STATED TASK >> Return the lines below unchanged, from the line with "Target: shrub" to the line with "[[[37,103],[42,101],[38,94],[0,91],[0,101],[6,102]]]", both included.

THE INPUT >>
_ _ _ _ _ _ _

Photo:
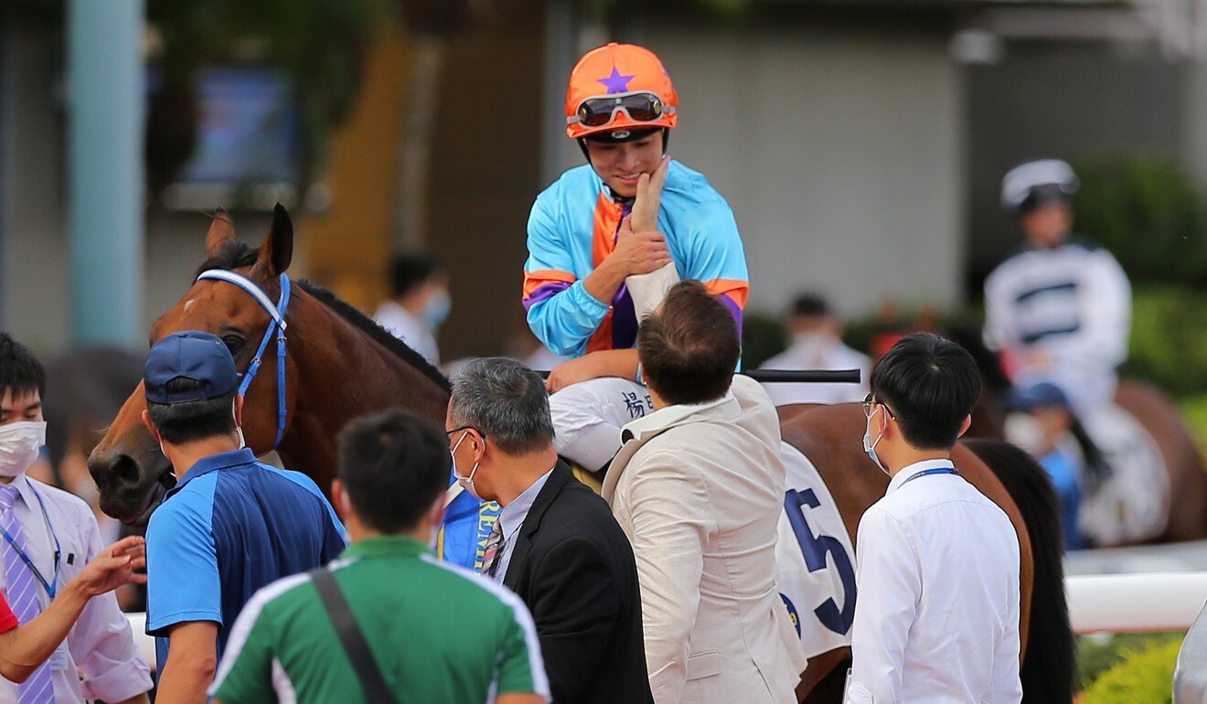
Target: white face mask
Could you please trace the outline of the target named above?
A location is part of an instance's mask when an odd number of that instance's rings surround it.
[[[1019,446],[1032,456],[1042,456],[1045,453],[1046,442],[1044,429],[1039,421],[1027,413],[1010,413],[1005,417],[1003,435],[1007,442]]]
[[[46,421],[22,420],[0,425],[0,477],[19,477],[46,444]]]
[[[473,475],[478,472],[478,462],[473,462],[473,469],[470,470],[468,476],[462,476],[461,472],[457,471],[456,469],[456,449],[461,447],[461,443],[465,442],[467,435],[470,435],[468,430],[462,432],[461,440],[456,441],[456,444],[453,446],[451,450],[449,450],[449,455],[453,456],[453,473],[456,475],[456,483],[460,484],[462,489],[468,491],[470,495],[477,499],[478,501],[482,501],[482,496],[478,495],[478,491],[473,487]]]
[[[871,412],[871,415],[868,415],[868,425],[863,429],[863,452],[868,453],[868,456],[871,458],[871,461],[876,462],[876,466],[880,467],[881,472],[888,475],[888,470],[886,470],[885,465],[880,461],[880,455],[876,454],[876,446],[880,444],[885,434],[877,435],[875,441],[871,440],[871,419],[876,417],[876,413],[880,413],[880,406],[876,406],[876,409]]]

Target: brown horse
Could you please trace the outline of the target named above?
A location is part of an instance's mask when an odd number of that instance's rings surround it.
[[[206,251],[209,260],[199,273],[235,270],[275,299],[276,278],[288,267],[292,251],[288,216],[278,209],[269,237],[256,252],[234,240],[233,227],[220,214],[206,238]],[[279,447],[286,465],[327,487],[336,464],[334,435],[349,419],[403,405],[443,423],[448,383],[427,362],[330,293],[305,283],[295,291],[287,316],[287,426]],[[237,363],[246,368],[269,321],[243,290],[202,280],[156,321],[151,342],[177,330],[205,330],[220,336]],[[245,435],[257,453],[272,447],[276,431],[274,365],[267,355],[244,406]],[[146,520],[165,485],[167,466],[140,420],[142,394],[141,385],[134,390],[89,458],[103,508],[127,522]],[[859,447],[864,419],[858,406],[791,407],[782,411],[782,423],[785,440],[822,472],[853,542],[859,517],[887,485],[885,475]],[[973,449],[958,449],[957,465],[1007,511],[1019,534],[1020,632],[1026,644],[1024,686],[1028,702],[1067,704],[1072,696],[1072,635],[1063,601],[1055,499],[1043,471],[1019,450],[1005,443]],[[838,650],[814,658],[800,694],[812,702],[838,702],[840,696],[833,687],[846,656],[845,650]]]
[[[235,239],[233,223],[218,211],[205,238],[205,251],[209,258],[198,273],[238,272],[275,301],[278,275],[292,258],[293,226],[278,205],[268,238],[257,251]],[[222,338],[235,363],[247,368],[269,320],[239,287],[202,280],[156,320],[150,343],[175,331],[203,330]],[[352,418],[403,407],[443,425],[448,380],[331,292],[305,281],[295,286],[286,332],[288,429],[276,452],[286,466],[309,473],[323,490],[334,478],[334,435]],[[266,354],[244,406],[244,435],[257,454],[267,454],[276,436],[276,379],[275,355]],[[101,510],[126,523],[145,522],[173,481],[158,446],[140,427],[145,408],[140,383],[88,458]]]

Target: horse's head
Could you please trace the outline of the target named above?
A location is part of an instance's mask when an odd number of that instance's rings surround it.
[[[205,238],[205,250],[208,260],[198,273],[234,270],[276,301],[279,275],[293,256],[293,226],[285,208],[278,204],[268,238],[255,250],[235,239],[234,225],[220,209]],[[194,280],[180,302],[151,326],[150,343],[153,345],[181,330],[202,330],[220,337],[237,367],[246,370],[270,322],[268,312],[243,289],[227,281]],[[244,401],[244,435],[257,454],[273,447],[276,434],[278,374],[275,354],[268,354],[270,350],[266,350],[257,380]],[[297,397],[292,389],[296,377],[288,374],[291,389],[286,397],[291,402]],[[101,510],[124,523],[144,523],[174,483],[171,467],[142,425],[144,409],[146,400],[140,383],[88,458],[88,471],[100,489]]]

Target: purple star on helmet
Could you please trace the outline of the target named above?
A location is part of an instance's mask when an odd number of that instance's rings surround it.
[[[611,95],[612,93],[626,92],[629,89],[629,81],[635,77],[636,75],[625,76],[620,71],[616,70],[616,66],[612,66],[612,75],[597,78],[596,82],[604,83],[604,87],[607,88],[608,95]]]

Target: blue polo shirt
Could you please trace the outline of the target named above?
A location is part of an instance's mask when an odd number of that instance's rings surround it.
[[[344,547],[344,526],[310,477],[261,464],[246,448],[198,461],[147,526],[147,635],[159,668],[170,627],[216,622],[221,657],[257,589]]]

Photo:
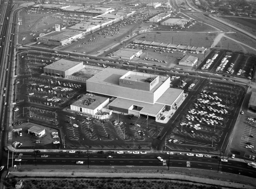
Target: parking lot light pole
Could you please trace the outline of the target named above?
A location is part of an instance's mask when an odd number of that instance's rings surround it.
[[[65,146],[65,137],[66,136],[66,134],[63,136],[63,144],[64,145],[64,148],[66,148]]]
[[[168,170],[170,169],[170,151],[169,151],[169,160],[168,160]]]

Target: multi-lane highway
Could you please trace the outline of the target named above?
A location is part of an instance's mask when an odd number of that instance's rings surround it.
[[[47,157],[41,157],[41,155],[48,155]],[[109,155],[113,158],[107,158]],[[164,161],[161,161],[158,156],[161,156]],[[21,159],[21,161],[15,161],[15,159]],[[89,164],[88,160],[89,159]],[[165,167],[167,169],[169,165],[169,155],[162,153],[151,153],[146,154],[97,154],[92,153],[61,153],[52,152],[33,153],[16,152],[12,154],[10,152],[9,163],[13,160],[13,165],[23,166],[26,165],[76,165],[77,161],[83,161],[83,165],[77,166],[145,166]],[[89,165],[88,165],[89,164]],[[256,178],[256,169],[249,167],[244,162],[228,160],[228,162],[222,162],[219,159],[204,157],[169,155],[169,169],[172,167],[189,168],[225,172],[241,174]]]

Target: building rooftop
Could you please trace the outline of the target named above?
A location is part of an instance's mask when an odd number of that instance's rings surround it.
[[[136,49],[134,48],[124,48],[114,52],[113,57],[122,57],[130,58],[135,55],[136,53],[140,51],[141,49]]]
[[[41,132],[41,131],[43,131],[44,130],[45,130],[44,128],[40,128],[37,126],[33,126],[33,127],[29,129],[29,130],[30,131],[32,131],[36,133]]]
[[[95,110],[108,98],[102,96],[87,94],[72,103],[72,105],[90,110]]]
[[[60,32],[54,31],[47,34],[44,36],[38,37],[38,39],[52,39],[61,41],[63,40],[68,39],[72,36],[75,36],[80,34],[81,32],[77,30],[65,29],[60,31]]]
[[[137,105],[143,107],[140,112],[142,114],[148,115],[149,116],[155,116],[164,106],[164,104],[155,103],[152,104],[151,103],[140,102],[130,99],[126,99],[121,98],[116,98],[109,105],[113,106],[116,107],[119,107],[124,109],[129,109],[132,105]]]
[[[52,64],[45,66],[44,68],[65,71],[82,62],[72,61],[66,59],[60,59]]]
[[[128,71],[123,69],[119,69],[116,68],[107,68],[93,77],[91,77],[87,80],[92,83],[100,83],[103,85],[110,86],[118,86],[120,88],[125,87],[119,85],[119,78],[122,77],[124,74],[130,72],[135,75],[136,75],[136,72],[132,71]],[[147,78],[151,76],[156,76],[154,74],[150,74],[146,73],[140,72],[140,74],[143,74],[145,77]],[[159,82],[157,84],[154,88],[153,88],[150,92],[154,92],[162,84],[165,82],[169,77],[164,76],[159,76]],[[126,87],[125,87],[126,88]]]

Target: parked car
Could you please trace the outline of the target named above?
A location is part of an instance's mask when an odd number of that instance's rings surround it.
[[[158,158],[158,159],[159,159],[159,160],[160,160],[161,161],[163,161],[163,158],[162,158],[162,157],[161,157],[160,156],[158,156],[158,157],[157,157],[157,158]]]

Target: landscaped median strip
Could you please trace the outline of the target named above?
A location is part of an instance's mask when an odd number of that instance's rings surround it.
[[[181,180],[185,181],[190,181],[195,183],[202,184],[212,184],[216,186],[221,186],[223,187],[230,187],[234,188],[255,188],[255,186],[249,185],[238,183],[237,182],[232,182],[231,181],[225,181],[220,180],[219,179],[214,179],[207,178],[188,176],[182,174],[169,174],[162,172],[155,173],[131,173],[131,170],[126,170],[130,173],[117,172],[116,169],[110,170],[109,172],[105,172],[105,170],[102,173],[97,172],[99,171],[97,170],[95,172],[93,172],[93,169],[82,170],[50,170],[50,169],[35,169],[20,170],[10,170],[10,175],[17,177],[84,177],[84,178],[125,178],[131,179],[166,179],[176,180]],[[118,170],[120,171],[120,170]],[[138,171],[138,170],[136,170]],[[150,171],[150,170],[148,170]],[[90,171],[90,172],[89,172]],[[122,170],[123,172],[126,172],[125,170]],[[156,170],[154,170],[154,172]],[[150,172],[150,171],[148,171]],[[192,173],[191,173],[193,174]],[[214,174],[222,173],[213,173]],[[207,174],[206,174],[207,175]],[[210,177],[210,176],[209,176]],[[230,180],[231,176],[230,176]],[[248,177],[247,177],[248,178]]]

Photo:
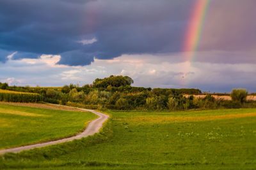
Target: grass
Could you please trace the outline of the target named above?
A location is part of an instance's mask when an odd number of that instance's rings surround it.
[[[110,111],[111,120],[100,134],[7,154],[0,169],[255,169],[254,113],[256,109]]]
[[[91,113],[0,103],[0,148],[70,136],[96,117]]]

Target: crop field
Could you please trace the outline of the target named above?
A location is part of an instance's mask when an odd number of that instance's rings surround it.
[[[42,100],[42,97],[39,94],[0,89],[0,101],[38,103]]]
[[[112,117],[100,134],[8,153],[0,169],[256,168],[256,109],[108,113]]]
[[[52,110],[47,104],[41,105],[49,108],[23,105],[0,103],[0,149],[72,136],[97,117],[88,112]]]
[[[4,93],[4,94],[35,94],[35,93],[21,92],[16,92],[16,91],[12,91],[12,90],[3,90],[3,89],[0,89],[0,93]]]

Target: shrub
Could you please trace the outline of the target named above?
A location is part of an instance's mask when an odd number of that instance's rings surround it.
[[[179,105],[179,103],[176,99],[172,97],[169,97],[168,102],[167,103],[168,107],[170,110],[175,110]]]
[[[246,100],[248,92],[246,89],[233,89],[230,96],[234,101],[240,102],[243,103]]]
[[[117,100],[116,103],[116,106],[120,110],[129,109],[128,101],[124,98],[120,98],[118,100]]]
[[[37,103],[42,101],[38,94],[0,91],[0,101],[6,102]]]

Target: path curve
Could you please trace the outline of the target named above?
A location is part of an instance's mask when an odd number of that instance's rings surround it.
[[[93,120],[91,122],[90,122],[90,124],[87,126],[86,129],[83,132],[78,134],[76,136],[67,138],[63,138],[63,139],[58,139],[58,140],[56,140],[56,141],[49,141],[49,142],[38,143],[38,144],[35,144],[35,145],[27,145],[27,146],[20,146],[20,147],[10,148],[10,149],[1,150],[0,150],[0,155],[3,155],[4,153],[10,153],[10,152],[11,153],[18,153],[18,152],[24,151],[24,150],[28,150],[38,148],[42,148],[42,147],[47,146],[50,146],[50,145],[53,145],[59,144],[59,143],[61,143],[71,141],[74,139],[79,139],[81,138],[93,135],[93,134],[99,132],[100,128],[103,125],[103,124],[109,118],[108,115],[106,115],[105,114],[103,114],[100,112],[99,112],[99,111],[95,111],[93,110],[86,110],[86,109],[78,108],[77,108],[77,109],[83,110],[83,111],[92,112],[92,113],[98,115],[99,117],[95,120]]]

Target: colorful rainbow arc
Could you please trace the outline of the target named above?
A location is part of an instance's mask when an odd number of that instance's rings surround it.
[[[184,51],[195,53],[201,39],[204,21],[211,0],[196,0],[191,14],[191,18],[186,34]],[[193,57],[195,55],[190,55]],[[191,60],[193,58],[189,59]]]
[[[188,31],[185,34],[185,43],[183,51],[186,52],[186,60],[184,66],[184,75],[182,76],[182,85],[186,85],[186,74],[189,71],[193,60],[196,56],[204,22],[211,0],[196,0],[189,20]]]

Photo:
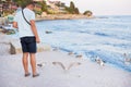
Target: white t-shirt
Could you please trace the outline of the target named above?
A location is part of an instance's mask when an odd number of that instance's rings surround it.
[[[35,13],[25,8],[23,10],[25,18],[31,22],[31,20],[35,20]],[[27,37],[27,36],[34,36],[31,25],[27,24],[27,22],[24,20],[22,11],[19,11],[15,16],[14,16],[14,22],[17,22],[17,27],[19,27],[19,35],[20,37]]]

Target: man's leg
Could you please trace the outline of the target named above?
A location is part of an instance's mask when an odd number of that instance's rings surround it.
[[[32,65],[32,71],[33,71],[33,75],[36,75],[36,58],[35,58],[35,53],[29,53],[31,55],[31,65]]]
[[[23,62],[25,74],[28,74],[28,52],[23,53],[22,62]]]

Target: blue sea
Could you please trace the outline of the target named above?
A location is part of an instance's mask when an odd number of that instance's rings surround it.
[[[124,58],[131,59],[130,15],[40,21],[36,25],[45,44],[93,62],[98,57],[106,64],[131,72],[131,64],[124,64]]]

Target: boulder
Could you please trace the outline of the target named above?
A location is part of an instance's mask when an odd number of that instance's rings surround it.
[[[22,48],[19,40],[12,40],[10,45],[11,45],[11,48],[10,48],[11,54],[22,53]],[[37,52],[50,51],[50,50],[51,50],[51,47],[49,45],[37,44]]]

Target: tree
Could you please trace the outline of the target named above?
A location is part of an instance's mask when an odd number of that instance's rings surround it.
[[[92,16],[92,15],[93,15],[93,12],[90,11],[90,10],[87,10],[87,11],[85,11],[83,14],[84,14],[84,15],[87,15],[87,16]]]
[[[69,12],[69,13],[71,13],[71,14],[79,14],[80,12],[79,12],[79,9],[78,8],[75,8],[75,5],[74,5],[74,3],[71,1],[70,2],[70,7],[68,8],[68,7],[66,7],[66,10]]]

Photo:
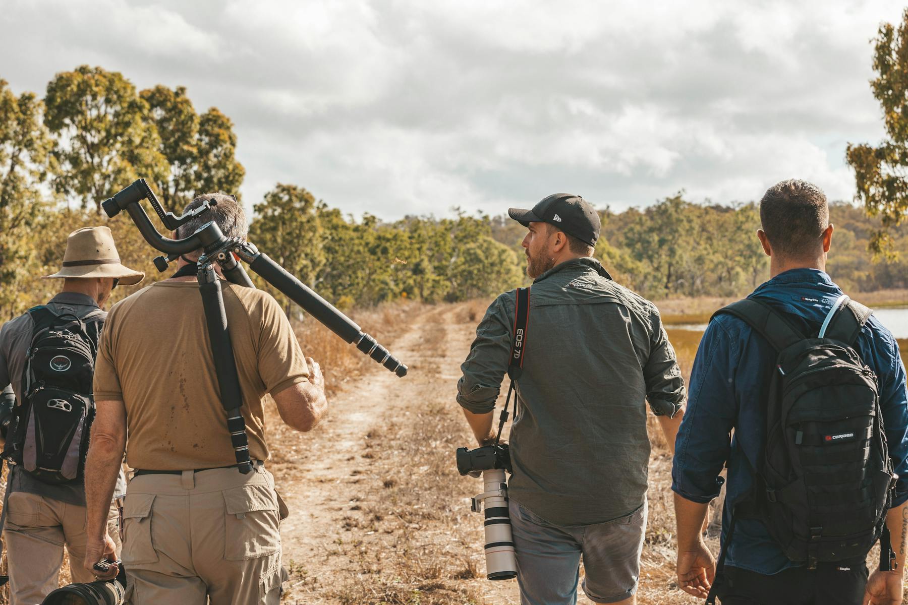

_ _ _ _ _ _ _

COMPLETE OUTPUT >>
Target: shrub
Could you please trace the outline of the target named above?
A location is part of an instance's mask when an odd number of that instance's rings surround it.
[[[179,105],[179,103],[176,99],[172,97],[169,97],[168,102],[167,103],[168,107],[170,110],[175,110]]]
[[[246,100],[248,92],[246,89],[233,89],[230,96],[234,101],[240,102],[243,103]]]
[[[117,100],[116,103],[116,106],[120,110],[129,109],[128,101],[124,98],[120,98],[118,100]]]
[[[37,103],[42,101],[38,94],[0,91],[0,101],[6,102]]]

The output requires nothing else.